_Task requirements_
Each record must be written out again exactly. Skip any picture it contains.
Supplied data Block Start
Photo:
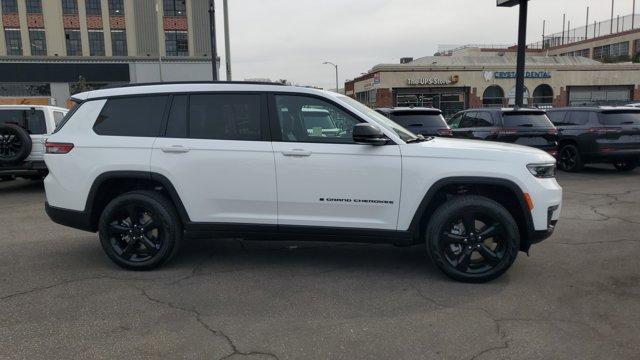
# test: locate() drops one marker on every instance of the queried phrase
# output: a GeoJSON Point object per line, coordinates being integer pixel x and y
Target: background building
{"type": "Point", "coordinates": [50, 49]}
Supplied data Block End
_Written response_
Photo:
# test: locate() drops one marker on every instance of the queried phrase
# output: a GeoJSON Point object per line, coordinates being integer pixel x and y
Target: background building
{"type": "Point", "coordinates": [50, 49]}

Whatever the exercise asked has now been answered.